:: Fragmento ::

La dimensión psíquica de la salud y, desde luego, la de la enfermedad es, en nuestra sociedad, particularmente problemática. Ya sea porque la subjetividad que afecta a cualquiera de las facetas de la naturaleza humana -somática, mental y social—se exacerba o porque la psique de cada cual tiene una especial relevancia en las relaciones interpersonales, el caso es que los límites entre lo normal y lo patológico en este ámbito pueden ser especialmente difusos.

Y, por si fuera poco, uno de los valores hegemónicos en nuestra cultura --¿civilización? -- actual es la intolerancia a la incomodidad, lo que fomenta la medicalización de cualquier infortunio que disminuya el confort, aunque no tenga ninguna connotación patológica.

Así, los cambios en los estados de ánimo que, en la mayoría de ocasiones son una reacción normal y hasta saludable a determinados acontecimientos de la vida cotidiana, se han convertido en motivo frecuente de demanda asistencial sanitaria. Directa o indirectamente.  Ya sea la tristeza, a menudo provocada por algún suceso luctuoso, la inseguridad laboral o familiar, o hasta la irritación que producen situaciones sociales exasperantes.

En este contexto es frecuente que, por ignorancia o por comodidad, se generen prescripciones medicamentosas, las cuales en buena parte contribuyen a explicar el liderazgo mundial de nuestro país en el consumo de psicofármacos, ansiolíticos, hipnóticos y antidepresivos.

Este tipo de planteamientos, de amplia difusión en los distintos ámbitos del sistema sanitario, tanto en los estamentos políticos y de gestión como en los asistenciales, tiene su origen en un abordaje inadecuado de este grupo de problemas, que suele ser sintomático y superficial, obviando sus causas profundas y, al mismo tiempo, induciendo una iatrogenia individual y colectiva derivada de los abundantes y graves efectos indeseables de los fármacos que se prescriben.

:::

### Explorar el material
A - Según el fragmento sobre la salud psíquica, ¿en qué consumo ocupa nuestro país el liderazgo mundial?
B - Continúa, por favor, el fragmento sobre la salud psíquica a partir de su última oración.

:: Datos proporcionados ::

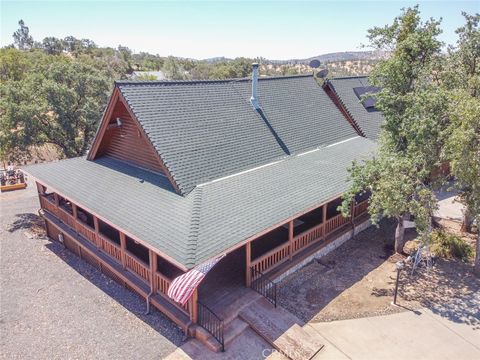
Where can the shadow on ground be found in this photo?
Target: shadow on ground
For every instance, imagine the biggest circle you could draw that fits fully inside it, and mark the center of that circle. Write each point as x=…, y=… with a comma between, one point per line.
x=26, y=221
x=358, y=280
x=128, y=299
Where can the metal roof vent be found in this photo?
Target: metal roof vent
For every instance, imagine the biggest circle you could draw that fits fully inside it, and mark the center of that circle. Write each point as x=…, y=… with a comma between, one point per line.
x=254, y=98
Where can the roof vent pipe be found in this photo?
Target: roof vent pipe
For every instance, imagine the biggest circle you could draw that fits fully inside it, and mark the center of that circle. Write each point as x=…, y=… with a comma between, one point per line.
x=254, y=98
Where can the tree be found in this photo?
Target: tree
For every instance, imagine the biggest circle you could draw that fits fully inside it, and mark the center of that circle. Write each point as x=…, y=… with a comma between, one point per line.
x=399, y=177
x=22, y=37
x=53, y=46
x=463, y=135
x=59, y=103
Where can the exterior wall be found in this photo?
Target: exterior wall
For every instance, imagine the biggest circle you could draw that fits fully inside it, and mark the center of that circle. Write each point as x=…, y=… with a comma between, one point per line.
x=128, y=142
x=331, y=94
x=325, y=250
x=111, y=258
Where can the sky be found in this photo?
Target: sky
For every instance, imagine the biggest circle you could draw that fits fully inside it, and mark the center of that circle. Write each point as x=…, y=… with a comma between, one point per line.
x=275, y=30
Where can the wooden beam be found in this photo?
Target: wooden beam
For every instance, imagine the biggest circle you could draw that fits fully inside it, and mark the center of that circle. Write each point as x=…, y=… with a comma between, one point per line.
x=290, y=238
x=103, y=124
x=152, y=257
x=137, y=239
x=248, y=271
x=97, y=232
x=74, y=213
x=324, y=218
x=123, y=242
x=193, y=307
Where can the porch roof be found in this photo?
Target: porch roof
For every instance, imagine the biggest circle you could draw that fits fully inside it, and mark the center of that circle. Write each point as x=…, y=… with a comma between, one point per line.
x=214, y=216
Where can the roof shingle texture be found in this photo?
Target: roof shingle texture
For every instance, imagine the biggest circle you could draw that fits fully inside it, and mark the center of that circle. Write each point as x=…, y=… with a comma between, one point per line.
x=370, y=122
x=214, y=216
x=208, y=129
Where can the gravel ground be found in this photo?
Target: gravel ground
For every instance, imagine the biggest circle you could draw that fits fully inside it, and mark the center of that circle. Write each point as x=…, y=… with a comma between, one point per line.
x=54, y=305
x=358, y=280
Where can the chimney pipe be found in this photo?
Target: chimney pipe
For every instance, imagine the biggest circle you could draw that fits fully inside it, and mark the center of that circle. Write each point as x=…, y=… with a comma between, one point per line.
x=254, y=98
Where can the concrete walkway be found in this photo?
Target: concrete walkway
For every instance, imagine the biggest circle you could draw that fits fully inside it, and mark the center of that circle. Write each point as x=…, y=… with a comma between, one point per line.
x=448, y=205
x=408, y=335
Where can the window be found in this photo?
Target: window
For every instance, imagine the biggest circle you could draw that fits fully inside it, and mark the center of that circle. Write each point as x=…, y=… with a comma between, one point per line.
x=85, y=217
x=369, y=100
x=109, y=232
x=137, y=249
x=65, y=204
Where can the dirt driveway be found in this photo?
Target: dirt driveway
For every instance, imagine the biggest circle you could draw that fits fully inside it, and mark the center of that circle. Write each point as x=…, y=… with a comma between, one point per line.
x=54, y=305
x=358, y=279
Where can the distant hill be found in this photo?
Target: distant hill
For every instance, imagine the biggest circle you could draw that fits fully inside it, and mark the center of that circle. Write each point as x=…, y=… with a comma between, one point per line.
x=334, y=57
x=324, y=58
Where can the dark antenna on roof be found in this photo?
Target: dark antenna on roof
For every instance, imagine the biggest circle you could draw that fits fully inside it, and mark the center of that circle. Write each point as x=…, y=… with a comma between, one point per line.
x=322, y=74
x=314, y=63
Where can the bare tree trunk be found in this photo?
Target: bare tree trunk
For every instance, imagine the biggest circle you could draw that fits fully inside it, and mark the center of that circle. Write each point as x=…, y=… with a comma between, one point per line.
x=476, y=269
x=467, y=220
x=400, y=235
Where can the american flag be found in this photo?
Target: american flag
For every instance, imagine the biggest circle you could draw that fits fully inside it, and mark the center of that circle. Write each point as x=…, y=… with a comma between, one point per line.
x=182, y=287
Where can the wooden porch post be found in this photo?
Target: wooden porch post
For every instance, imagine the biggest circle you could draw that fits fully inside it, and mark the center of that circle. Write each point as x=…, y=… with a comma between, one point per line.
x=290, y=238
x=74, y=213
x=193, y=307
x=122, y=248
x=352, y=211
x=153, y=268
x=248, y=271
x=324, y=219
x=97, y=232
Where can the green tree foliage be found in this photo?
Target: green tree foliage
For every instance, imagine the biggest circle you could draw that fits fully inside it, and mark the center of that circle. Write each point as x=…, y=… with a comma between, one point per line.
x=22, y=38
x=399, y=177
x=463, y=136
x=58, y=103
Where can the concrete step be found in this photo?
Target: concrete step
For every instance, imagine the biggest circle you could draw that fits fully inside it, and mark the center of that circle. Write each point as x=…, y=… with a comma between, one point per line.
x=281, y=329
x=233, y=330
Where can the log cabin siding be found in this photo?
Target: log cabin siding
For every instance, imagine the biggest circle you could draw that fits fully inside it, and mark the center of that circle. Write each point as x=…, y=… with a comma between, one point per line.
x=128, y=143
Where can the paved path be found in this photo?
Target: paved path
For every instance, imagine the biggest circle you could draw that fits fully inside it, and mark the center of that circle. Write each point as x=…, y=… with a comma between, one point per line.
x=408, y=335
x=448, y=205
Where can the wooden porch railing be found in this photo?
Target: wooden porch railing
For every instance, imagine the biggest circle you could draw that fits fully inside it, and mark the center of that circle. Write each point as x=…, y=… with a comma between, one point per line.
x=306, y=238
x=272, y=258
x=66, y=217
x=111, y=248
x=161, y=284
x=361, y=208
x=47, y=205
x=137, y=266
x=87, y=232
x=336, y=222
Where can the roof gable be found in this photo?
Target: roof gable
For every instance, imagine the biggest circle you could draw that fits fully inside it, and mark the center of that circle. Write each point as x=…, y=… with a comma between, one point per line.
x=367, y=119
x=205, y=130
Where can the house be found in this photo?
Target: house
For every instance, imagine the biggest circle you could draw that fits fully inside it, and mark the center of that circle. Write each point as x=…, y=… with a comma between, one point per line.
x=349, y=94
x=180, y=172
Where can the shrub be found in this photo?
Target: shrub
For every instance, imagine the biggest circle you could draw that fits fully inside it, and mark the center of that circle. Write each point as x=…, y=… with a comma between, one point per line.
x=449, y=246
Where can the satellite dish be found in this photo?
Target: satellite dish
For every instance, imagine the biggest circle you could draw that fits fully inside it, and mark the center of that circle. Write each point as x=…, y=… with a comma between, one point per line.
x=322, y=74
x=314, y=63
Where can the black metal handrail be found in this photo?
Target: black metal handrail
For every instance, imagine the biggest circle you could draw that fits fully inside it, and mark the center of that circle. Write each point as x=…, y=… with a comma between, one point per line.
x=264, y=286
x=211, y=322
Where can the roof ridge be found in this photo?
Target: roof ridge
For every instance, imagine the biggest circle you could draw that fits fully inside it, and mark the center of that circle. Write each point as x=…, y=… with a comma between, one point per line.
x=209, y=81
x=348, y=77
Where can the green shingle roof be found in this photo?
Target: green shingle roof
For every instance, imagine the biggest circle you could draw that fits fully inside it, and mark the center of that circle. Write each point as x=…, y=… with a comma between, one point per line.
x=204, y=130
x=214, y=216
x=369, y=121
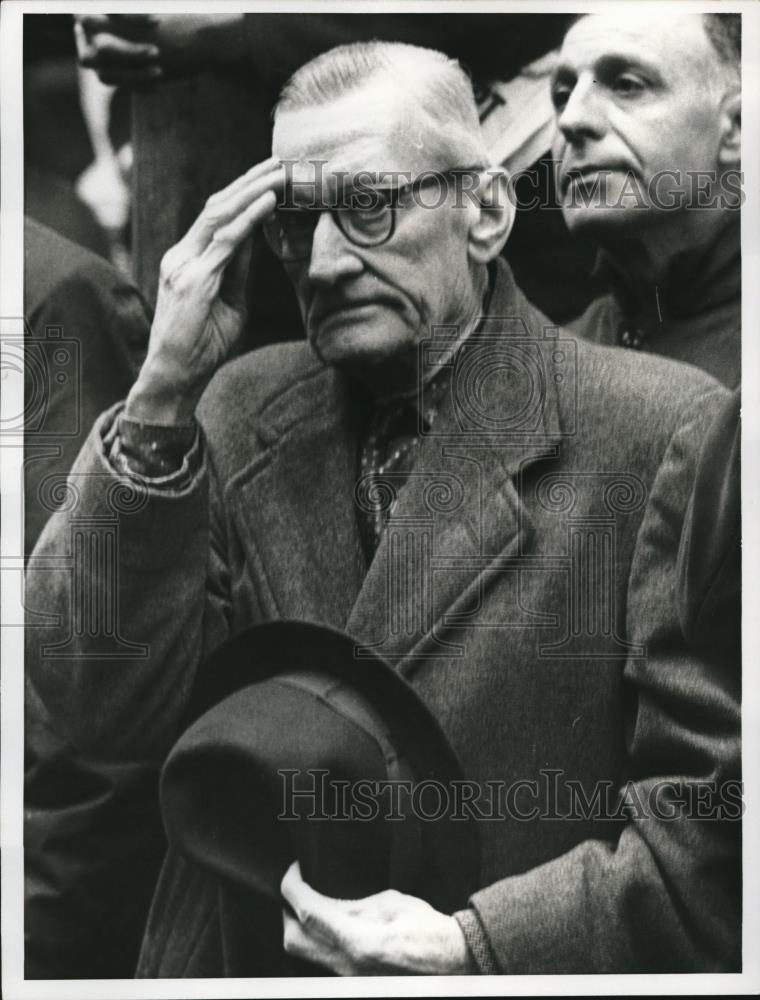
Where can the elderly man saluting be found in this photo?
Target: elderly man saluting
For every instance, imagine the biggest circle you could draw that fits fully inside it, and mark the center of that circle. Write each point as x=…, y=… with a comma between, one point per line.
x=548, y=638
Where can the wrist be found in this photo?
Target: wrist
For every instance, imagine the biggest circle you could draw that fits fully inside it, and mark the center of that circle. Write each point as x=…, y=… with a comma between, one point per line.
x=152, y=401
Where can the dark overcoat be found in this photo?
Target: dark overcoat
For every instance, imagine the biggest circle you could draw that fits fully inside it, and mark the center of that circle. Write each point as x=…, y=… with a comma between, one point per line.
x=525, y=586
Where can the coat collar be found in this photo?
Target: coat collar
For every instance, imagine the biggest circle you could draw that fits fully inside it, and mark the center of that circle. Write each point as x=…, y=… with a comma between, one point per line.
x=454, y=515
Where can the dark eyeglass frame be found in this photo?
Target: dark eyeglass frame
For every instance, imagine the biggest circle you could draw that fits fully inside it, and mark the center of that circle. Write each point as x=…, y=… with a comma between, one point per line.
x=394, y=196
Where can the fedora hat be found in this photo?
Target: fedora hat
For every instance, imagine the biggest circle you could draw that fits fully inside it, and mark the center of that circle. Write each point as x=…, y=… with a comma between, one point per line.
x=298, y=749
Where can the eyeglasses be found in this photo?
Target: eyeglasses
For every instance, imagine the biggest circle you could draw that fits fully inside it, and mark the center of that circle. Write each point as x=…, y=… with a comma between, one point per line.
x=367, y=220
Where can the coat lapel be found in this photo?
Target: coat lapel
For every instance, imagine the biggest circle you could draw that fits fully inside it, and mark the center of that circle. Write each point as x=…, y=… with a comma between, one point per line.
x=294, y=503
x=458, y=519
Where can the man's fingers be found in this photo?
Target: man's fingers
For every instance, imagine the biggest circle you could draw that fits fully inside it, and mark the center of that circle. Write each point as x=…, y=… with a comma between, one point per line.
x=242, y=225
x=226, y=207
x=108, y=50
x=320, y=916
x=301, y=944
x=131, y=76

:::

### Respuestas por tarea
A - En el consumo de psicofármacos, ansiolíticos, hipnóticos y antidepresivos.

B -
De ahí las expectativas que despierta el nuevo plan de salud mental que el consejo interterritorial de salud acaba de aprobar.  Un plan que, entre otros objetivos, pretende reducir gracias a la promoción de una perspectiva supuestamente comunitaria el escandaloso abuso de psicofármacos. 

La primera línea estratégica del plan se basa en reforzar los recursos humanos en salud mental lo que incluye la incorporación de profesionales de la psicología y el acceso a la psicoterapia, iniciativas que, en determinados casos resultan lógicas, pero que si se generalizan acríticamente incluso podrían incrementar la medicalización, en este caso la psicologización, inadecuada.  Quizás fuera mejor que los profesionales de la atención primaria pudieran consultar --ellos – a los psicólogos más que derivarles a los pacientes.

Tampoco la segunda línea estratégica parece coger el toro por los cuernos. Si bien acentúa el fomento de las alternativas a la institucionalización, lo cual es encomiable, se refiere sólo a una parte, desde luego dramática, del problema, pero no aborda la medicalización de la salud mental. La prescripción social no deja de ser una ¿desviación?, en ocasiones menos nociva y más eficiente, pero que no aborda los motivos reales de la demanda impertinente. 

Un abordaje genuinamente comunitario en este ámbito implica el desarrollo de políticas públicas saludables en educación, trabajo, vivienda, ocio, etc, Por lo que promover la implicación de tales sectores de las administraciones públicas y de la sociedad, sin “sanitizarlas”, denunciar aquellas situaciones que generan malestar emocional, desazón, injusticias, y hasta patologías, identificando los ámbitos en los que se generan, sería una contribución relevante de la sanidad a la salud mental comunitaria.

Nuestros líderes sanitarios y sociales deberían asumir la necesidad de potenciar abordajes de carácter intersectorial en este y otros campos relacionados con la salud si realmente se pretende generar estrategias de acción efectivas, eficientes y radicales, que ataquen las raíces de los problemas. Perspectivas como las que propone la iniciativa de la OMS “Salud en todas las políticas”. Salud, no sanidad.

Claro que la cultura sanitaria y social en países como el nuestro se halla muy alejada de este tipo de planteamientos por lo que parece conveniente priorizar el diseño de períodos de transición viables que nos permitan avanzar hacia estos objetivos sin dar saltos en el vacío.

En esta perspectiva puede que el recién aprobado Plan de Salud Mental resulte útil, aunque tal vez conviniera que se propusiera prevenir la medicalización inadecuada en general, no solo frente al malestar emocional, mediante políticas innovadoras que fomenten la responsabilidad de la Atención Primaria y Comunitaria en este terreno, ya que es el estamento del sistema sanitario que más puede ayudar a progresar en este ámbito.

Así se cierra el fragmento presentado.